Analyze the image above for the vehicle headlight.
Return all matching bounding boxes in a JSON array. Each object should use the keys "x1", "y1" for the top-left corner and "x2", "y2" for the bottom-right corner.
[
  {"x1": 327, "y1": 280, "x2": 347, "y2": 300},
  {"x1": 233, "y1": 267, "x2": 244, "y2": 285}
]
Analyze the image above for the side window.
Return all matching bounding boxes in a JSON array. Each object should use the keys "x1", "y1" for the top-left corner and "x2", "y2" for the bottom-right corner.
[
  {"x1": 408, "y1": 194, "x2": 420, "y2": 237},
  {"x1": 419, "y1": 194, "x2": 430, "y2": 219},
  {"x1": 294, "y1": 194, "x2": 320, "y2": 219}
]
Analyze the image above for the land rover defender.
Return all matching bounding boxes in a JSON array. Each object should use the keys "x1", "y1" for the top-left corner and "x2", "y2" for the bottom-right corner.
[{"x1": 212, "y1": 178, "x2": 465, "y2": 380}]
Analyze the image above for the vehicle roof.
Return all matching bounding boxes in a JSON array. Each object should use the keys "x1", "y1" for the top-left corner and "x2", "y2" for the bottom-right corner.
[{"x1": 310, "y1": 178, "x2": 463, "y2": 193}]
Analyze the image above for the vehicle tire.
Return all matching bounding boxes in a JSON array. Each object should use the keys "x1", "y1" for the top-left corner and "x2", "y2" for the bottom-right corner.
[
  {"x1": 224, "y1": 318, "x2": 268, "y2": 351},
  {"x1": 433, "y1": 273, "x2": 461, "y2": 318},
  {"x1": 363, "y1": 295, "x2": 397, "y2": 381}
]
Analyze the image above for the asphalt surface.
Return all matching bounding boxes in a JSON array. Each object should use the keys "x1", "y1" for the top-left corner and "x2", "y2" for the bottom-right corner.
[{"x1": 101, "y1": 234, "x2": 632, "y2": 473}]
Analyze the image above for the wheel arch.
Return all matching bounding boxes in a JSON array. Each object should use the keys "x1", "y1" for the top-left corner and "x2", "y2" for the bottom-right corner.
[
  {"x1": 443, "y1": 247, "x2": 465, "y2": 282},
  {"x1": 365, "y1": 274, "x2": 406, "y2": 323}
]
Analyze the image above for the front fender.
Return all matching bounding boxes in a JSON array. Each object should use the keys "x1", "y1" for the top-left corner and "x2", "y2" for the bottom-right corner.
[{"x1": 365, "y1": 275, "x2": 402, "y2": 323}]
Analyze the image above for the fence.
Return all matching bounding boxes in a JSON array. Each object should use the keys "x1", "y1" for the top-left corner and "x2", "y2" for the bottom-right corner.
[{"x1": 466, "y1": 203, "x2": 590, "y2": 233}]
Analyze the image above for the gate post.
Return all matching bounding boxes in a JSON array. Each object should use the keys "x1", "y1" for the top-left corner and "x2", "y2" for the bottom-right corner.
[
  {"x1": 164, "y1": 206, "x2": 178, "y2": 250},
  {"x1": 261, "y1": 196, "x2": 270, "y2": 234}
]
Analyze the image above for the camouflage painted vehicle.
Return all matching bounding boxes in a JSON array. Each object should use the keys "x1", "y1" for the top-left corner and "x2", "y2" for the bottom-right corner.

======

** What you need to do **
Pick out each line of the material above that contains the word "Analyze" and copy those lines in full.

** Full answer **
Analyze the image above for the vehicle headlight.
Analyze the image above for the side window.
Analyze the image above for the land rover defender.
Analyze the image above for the vehicle roof.
Analyze the image above for the vehicle tire.
Analyze the image above for the asphalt surface.
Analyze the image above for the wheel arch.
Analyze the image above for the front fender.
Analyze the image above for the fence.
Analyze the image above for the gate post.
Analyze the image above for the camouflage painted vehicle.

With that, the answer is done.